DATASET EXTRACT:

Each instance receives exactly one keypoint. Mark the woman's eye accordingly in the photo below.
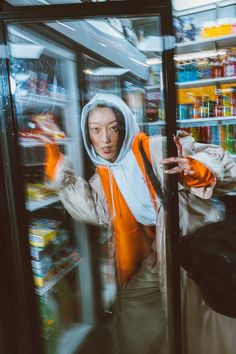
(114, 129)
(95, 130)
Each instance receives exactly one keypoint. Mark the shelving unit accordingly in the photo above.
(72, 262)
(207, 82)
(205, 44)
(35, 205)
(36, 101)
(198, 122)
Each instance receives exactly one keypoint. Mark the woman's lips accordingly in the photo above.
(106, 150)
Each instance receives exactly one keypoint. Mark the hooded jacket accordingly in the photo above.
(206, 331)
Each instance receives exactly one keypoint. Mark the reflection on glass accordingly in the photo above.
(121, 91)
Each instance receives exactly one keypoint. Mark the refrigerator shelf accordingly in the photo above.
(74, 261)
(35, 205)
(35, 100)
(206, 44)
(160, 122)
(198, 122)
(206, 82)
(35, 143)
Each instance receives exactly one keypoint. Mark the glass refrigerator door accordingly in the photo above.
(206, 76)
(43, 86)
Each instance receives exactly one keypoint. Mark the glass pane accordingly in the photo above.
(46, 2)
(206, 111)
(119, 79)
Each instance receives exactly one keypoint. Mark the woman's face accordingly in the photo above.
(104, 133)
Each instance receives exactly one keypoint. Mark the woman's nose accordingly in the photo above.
(105, 136)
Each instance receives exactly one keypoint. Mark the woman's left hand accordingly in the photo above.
(183, 164)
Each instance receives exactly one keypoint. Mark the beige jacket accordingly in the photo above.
(204, 331)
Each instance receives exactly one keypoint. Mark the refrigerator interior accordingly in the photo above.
(49, 84)
(43, 81)
(205, 61)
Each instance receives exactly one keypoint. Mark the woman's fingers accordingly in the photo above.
(173, 159)
(182, 167)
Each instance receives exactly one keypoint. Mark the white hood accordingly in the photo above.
(125, 169)
(131, 126)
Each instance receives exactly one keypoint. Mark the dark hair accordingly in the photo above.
(120, 120)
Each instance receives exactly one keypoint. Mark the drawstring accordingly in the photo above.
(112, 194)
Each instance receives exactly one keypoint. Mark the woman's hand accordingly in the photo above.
(183, 164)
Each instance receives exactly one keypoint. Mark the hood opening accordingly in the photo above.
(126, 121)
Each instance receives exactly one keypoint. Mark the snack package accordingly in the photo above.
(47, 123)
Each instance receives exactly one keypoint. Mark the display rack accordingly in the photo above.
(198, 122)
(38, 204)
(205, 44)
(207, 82)
(53, 280)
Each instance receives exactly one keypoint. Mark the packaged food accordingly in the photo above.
(47, 123)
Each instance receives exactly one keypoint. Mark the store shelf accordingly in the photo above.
(36, 143)
(206, 44)
(35, 205)
(198, 122)
(207, 82)
(34, 100)
(74, 260)
(154, 87)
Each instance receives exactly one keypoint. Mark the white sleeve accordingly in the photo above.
(75, 193)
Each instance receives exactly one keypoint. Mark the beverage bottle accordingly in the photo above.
(218, 107)
(204, 108)
(230, 138)
(223, 134)
(217, 69)
(200, 69)
(215, 135)
(230, 65)
(233, 101)
(197, 107)
(226, 109)
(207, 69)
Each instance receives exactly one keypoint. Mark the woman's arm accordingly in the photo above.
(77, 195)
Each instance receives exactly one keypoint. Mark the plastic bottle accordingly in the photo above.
(230, 138)
(218, 112)
(232, 101)
(217, 69)
(204, 108)
(197, 107)
(230, 65)
(50, 323)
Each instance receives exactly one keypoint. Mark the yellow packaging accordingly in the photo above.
(40, 237)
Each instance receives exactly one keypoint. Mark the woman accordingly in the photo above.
(121, 196)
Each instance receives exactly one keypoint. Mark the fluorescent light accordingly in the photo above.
(102, 44)
(184, 5)
(139, 62)
(12, 85)
(105, 28)
(88, 71)
(151, 44)
(110, 71)
(153, 61)
(65, 25)
(198, 55)
(29, 51)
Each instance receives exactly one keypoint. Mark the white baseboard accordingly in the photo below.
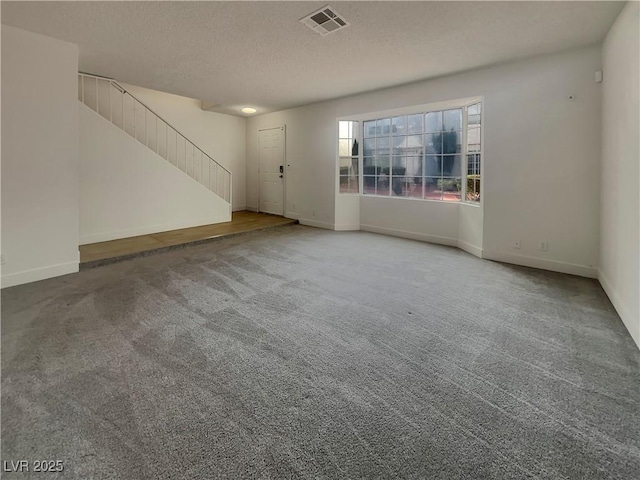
(315, 223)
(346, 227)
(410, 235)
(149, 229)
(621, 308)
(28, 276)
(542, 263)
(469, 248)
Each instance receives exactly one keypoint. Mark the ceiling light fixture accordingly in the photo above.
(325, 21)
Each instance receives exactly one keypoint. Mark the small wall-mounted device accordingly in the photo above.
(599, 76)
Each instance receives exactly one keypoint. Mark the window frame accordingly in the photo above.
(424, 109)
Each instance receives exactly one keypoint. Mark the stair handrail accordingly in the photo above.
(124, 90)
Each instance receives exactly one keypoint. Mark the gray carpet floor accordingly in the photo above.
(303, 353)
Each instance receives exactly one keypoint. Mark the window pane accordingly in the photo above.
(433, 166)
(382, 144)
(452, 165)
(399, 125)
(383, 126)
(370, 129)
(451, 142)
(382, 185)
(415, 123)
(434, 122)
(451, 189)
(413, 187)
(473, 164)
(473, 139)
(474, 109)
(399, 165)
(399, 145)
(414, 166)
(369, 185)
(432, 189)
(414, 144)
(473, 120)
(399, 187)
(368, 162)
(453, 119)
(433, 143)
(473, 188)
(344, 147)
(368, 146)
(344, 129)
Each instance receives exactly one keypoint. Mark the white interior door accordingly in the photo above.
(271, 170)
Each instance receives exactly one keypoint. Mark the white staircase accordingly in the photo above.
(112, 101)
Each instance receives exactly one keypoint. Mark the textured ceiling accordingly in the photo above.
(235, 54)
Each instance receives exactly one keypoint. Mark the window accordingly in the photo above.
(424, 155)
(348, 148)
(474, 139)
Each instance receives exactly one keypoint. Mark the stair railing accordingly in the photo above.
(113, 102)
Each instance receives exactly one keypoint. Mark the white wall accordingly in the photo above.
(127, 190)
(541, 161)
(222, 137)
(39, 157)
(619, 271)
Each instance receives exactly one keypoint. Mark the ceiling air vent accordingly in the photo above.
(325, 21)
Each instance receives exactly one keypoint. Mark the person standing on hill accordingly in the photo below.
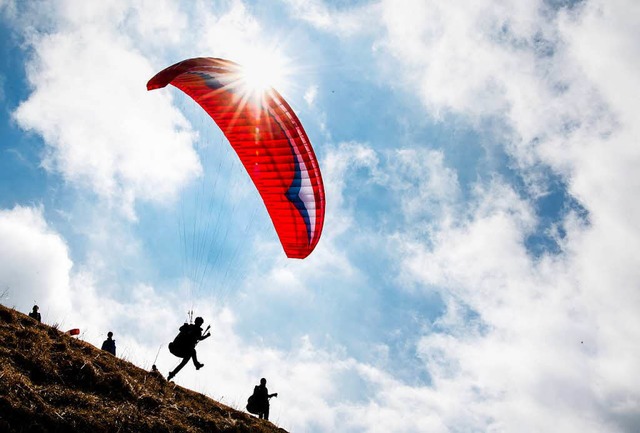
(34, 314)
(259, 402)
(109, 344)
(184, 345)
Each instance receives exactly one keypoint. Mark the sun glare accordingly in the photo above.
(262, 70)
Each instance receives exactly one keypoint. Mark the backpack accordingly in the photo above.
(179, 345)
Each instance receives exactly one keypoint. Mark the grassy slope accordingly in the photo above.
(51, 382)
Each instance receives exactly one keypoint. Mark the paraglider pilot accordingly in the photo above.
(35, 315)
(184, 345)
(258, 403)
(109, 344)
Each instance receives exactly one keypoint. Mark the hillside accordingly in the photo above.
(52, 382)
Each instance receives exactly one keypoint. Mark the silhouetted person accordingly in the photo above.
(35, 315)
(184, 345)
(109, 344)
(155, 372)
(261, 398)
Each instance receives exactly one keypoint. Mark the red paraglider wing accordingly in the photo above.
(269, 140)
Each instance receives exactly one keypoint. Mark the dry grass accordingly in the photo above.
(51, 382)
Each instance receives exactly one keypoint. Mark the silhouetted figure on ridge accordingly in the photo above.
(258, 403)
(34, 314)
(109, 344)
(184, 345)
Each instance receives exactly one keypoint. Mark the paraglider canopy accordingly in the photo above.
(267, 137)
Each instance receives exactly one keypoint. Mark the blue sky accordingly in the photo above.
(478, 267)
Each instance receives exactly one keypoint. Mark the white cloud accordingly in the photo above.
(35, 265)
(101, 127)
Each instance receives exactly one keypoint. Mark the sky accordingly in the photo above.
(478, 269)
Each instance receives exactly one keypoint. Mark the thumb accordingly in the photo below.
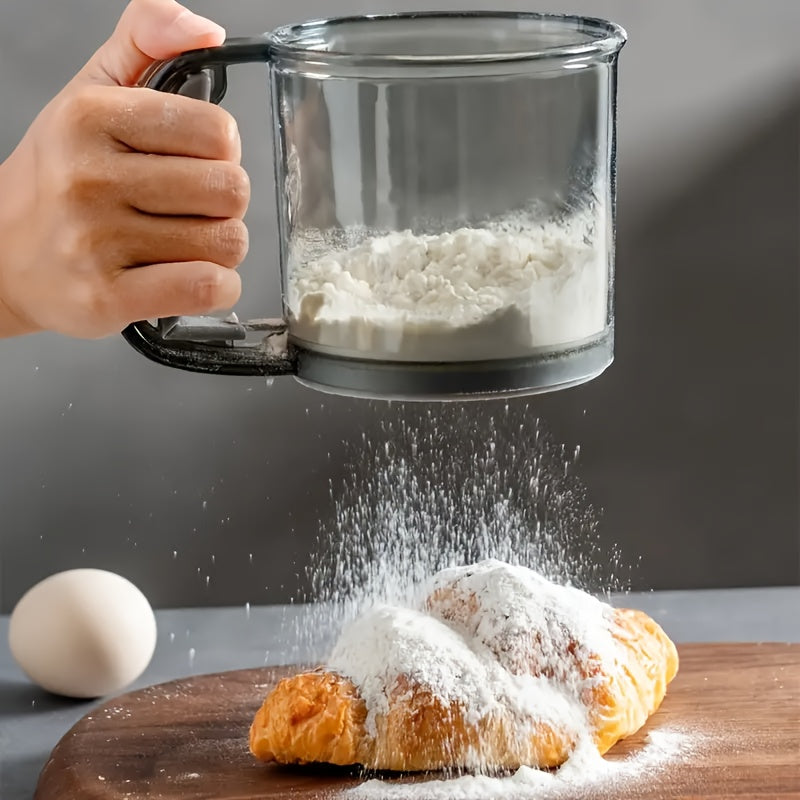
(148, 30)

WHAT THIS TASK INVOLVES: Copy all of the lines above word for word, leaving out the pictures.

RESULT OF THE TASK:
Each instance receives exactly one keypoint. Mark the woman's eye accordingly in the photo below.
(114, 129)
(95, 130)
Each instance receives exactly one keypoint. Mark the shelving unit accordingly in the photo above.
(72, 262)
(207, 82)
(205, 44)
(35, 205)
(36, 101)
(198, 122)
Each instance receives exactly one keypoint. Mark the woman's lips accordingly in the photo above.
(106, 150)
Each instance receives exactly one keypoint. Mark the hooded jacket accordingly in the photo above.
(206, 331)
Each instance receives exactly one keypoint. Mark the reflection on glass accordingly in the photo above.
(121, 91)
Each instance receives exactly one keypoint. Mark the refrigerator shelf accordingly in the photo above.
(74, 261)
(35, 205)
(35, 100)
(206, 44)
(160, 122)
(198, 122)
(206, 82)
(35, 143)
Each instance receives exactly one keypoint. Mark the glass refrigerator door accordingly in the photo above.
(206, 76)
(43, 86)
Each instance receives exactly one keypoint. Mark the glass pane accordingly in the photo above.
(46, 2)
(206, 111)
(119, 79)
Each instance receives exactly one keypoint. Mark the woman's face accordingly in the photo above.
(104, 133)
Each instance receives exactly one keypoint. Mark the woman's nose accordingly in the photo above.
(105, 136)
Each instance receives exactly one keypoint. Mark the woman's left hand accordingly in the photo above.
(183, 164)
Each instance receives exactly one keypoint. Mark the beige jacket accordingly in the photo above.
(204, 331)
Each instance receives exactly one keypoint. Mark the refrigerator interior accordingly in the photo above.
(49, 84)
(43, 81)
(205, 61)
Each instance receives exactly one keypoint. Mark the woman's fingers accordingly in the photo above.
(173, 159)
(182, 167)
Each instance receives exactly one keypoint. Mark the white hood accordingly in the photo above.
(125, 169)
(131, 126)
Each instance receives exactly one keypoint. Mark the dark hair accordingly in the photo above.
(120, 120)
Each instance receives exactly one keypoint. Mark the drawstring accordingly in the photo above.
(112, 194)
Each instance receives exactly one keypoint. Mark the woman's hand accordingly in the photo above.
(183, 164)
Each instance receives exactly one keypoint. Mark the hood opening accordingly in the photo above.
(126, 121)
Each instance receives exactly one keypoint. Mark the snack package accordingly in the photo above.
(47, 123)
Each instance receives exactly one keypoint. Mark the display rack accordingly in the photo above.
(198, 122)
(38, 204)
(205, 44)
(207, 82)
(53, 280)
Each instance receives exactly one keypoint. Mark the packaged food accordingly in the photo above.
(47, 123)
Each instance receives exactly one keypoint. Mark the store shelf accordingly in the photo above.
(36, 143)
(206, 44)
(35, 205)
(198, 122)
(207, 82)
(34, 100)
(74, 260)
(154, 87)
Each instance receives exactly one keypoint. Mark the white sleeve accordingly in the photo above.
(75, 193)
Each instance receives exactly one keypoint. Mark the beverage bottle accordingly in the photo above.
(218, 107)
(204, 108)
(230, 138)
(223, 134)
(217, 69)
(200, 69)
(215, 135)
(230, 65)
(233, 101)
(197, 107)
(226, 109)
(207, 69)
Each instance receives exactly one keypoint. Mark the woman's arm accordingly in the photo above.
(77, 195)
Each instance receives exactly one keypoint. Mark the plastic bottle accordingly in the photo above.
(230, 138)
(218, 112)
(232, 101)
(217, 69)
(204, 108)
(197, 107)
(230, 65)
(50, 323)
Each instance receives exactly one keypoint. Mark the yellow packaging accordingly in the photo above.
(40, 237)
Each instance receives exactly one keypoint. Mark the woman accordingly in the photo above.
(121, 196)
Each instance receives exactly one keypoint. Mark the fluorescent light accordingly in the photo above.
(102, 44)
(184, 5)
(139, 62)
(12, 85)
(105, 28)
(88, 71)
(151, 44)
(110, 71)
(153, 61)
(65, 25)
(198, 55)
(29, 51)
Each instance receives exactly one keypoint. Mark the white baseboard accordingly in the photo below.
(315, 223)
(346, 227)
(410, 235)
(149, 229)
(621, 308)
(28, 276)
(542, 263)
(469, 248)
Each instance receives exactly one keypoint. Mark the ceiling light fixture accordingly in the photo above.
(325, 21)
Each instance receives exactly one keypoint. Mark the small wall-mounted device accordingly in the photo above.
(599, 76)
Each instance receives exactly one keypoint. Mark the window frame accordingly in the photo above.
(424, 109)
Each instance receives exactly one keypoint. Mark the stair handrail accordingly in the photo above.
(124, 90)
Each instance receives exactly one keypoint. Mark the gray carpet floor accordingly in the photo above.
(303, 353)
Each instance receives exactly one keypoint. Mark the window pane accordingly in the photo above.
(433, 166)
(382, 144)
(452, 165)
(399, 125)
(383, 126)
(370, 129)
(451, 142)
(382, 185)
(415, 123)
(434, 122)
(451, 189)
(413, 187)
(473, 164)
(473, 139)
(474, 109)
(399, 165)
(399, 145)
(414, 166)
(369, 185)
(432, 189)
(414, 144)
(473, 120)
(399, 187)
(368, 162)
(453, 119)
(433, 143)
(473, 188)
(344, 147)
(368, 146)
(344, 129)
Each instance receives exactly one keypoint. Mark the white interior door accordingly in the photo above.
(271, 170)
Each instance receives exactly one keypoint. Mark the white staircase accordingly in the photo above.
(112, 101)
Each instance receives exactly one keypoint. Mark the textured ceiling accordingly in the photo above.
(235, 54)
Each instance receives exactly one keypoint. Mark the window accordingly in the photo above.
(424, 155)
(348, 148)
(474, 139)
Each instance receives exactly one keypoint. Mark the stair railing accordingly in the photo above.
(113, 102)
Each instance receives exactly one keypoint. Mark the white wall accordingly in the photo above.
(127, 190)
(541, 161)
(222, 137)
(39, 157)
(619, 271)
Each instance receives exactly one keypoint. Mark the ceiling air vent accordingly in the photo above.
(325, 21)
Each instance receives exactly one keypoint. Mark the person standing on hill accordingly in the photo below.
(34, 314)
(259, 402)
(109, 344)
(184, 345)
Each instance receives exactly one keypoint. Mark the sun glare accordingly in the photo above.
(262, 70)
Each instance receives exactly one keypoint. Mark the backpack accordingly in the photo above.
(179, 345)
Each instance receives exactly one keypoint. Mark the grassy slope accordingly in the photo above.
(51, 382)
Each instance receives exactly one keypoint. Mark the paraglider pilot accordingly in the photo above.
(35, 315)
(184, 345)
(258, 403)
(109, 344)
Each instance receives exactly one keypoint. Mark the hillside accordingly in the photo above.
(52, 382)
Each instance receives exactly one keypoint. Mark the silhouetted person accordingly in the photo above.
(35, 315)
(184, 345)
(109, 344)
(155, 372)
(261, 398)
Each instance receives exactly one keypoint. Mark the red paraglider wing accordingly in the photo above.
(269, 140)
Each instance receives exactly one keypoint. Mark the dry grass accordingly in the photo above.
(51, 382)
Each instance receives exactly one keypoint. Mark the silhouetted figure on ridge accordingly in the photo above.
(258, 403)
(34, 314)
(109, 344)
(184, 345)
Each instance receives exactly one keypoint. Mark the paraglider canopy accordingly in the photo above.
(267, 137)
Each instance receives exactly one keypoint. Mark the blue sky accordingly in the photo above.
(478, 267)
Each instance receives exactly one keypoint. Mark the white cloud accordingly in the photo above.
(35, 265)
(101, 127)
Each instance receives exactly one keypoint. Mark the sky accordingly in the photo above.
(478, 269)
Each instance receives exactly one keypoint. Mark the thumb accordingly in the photo below.
(148, 30)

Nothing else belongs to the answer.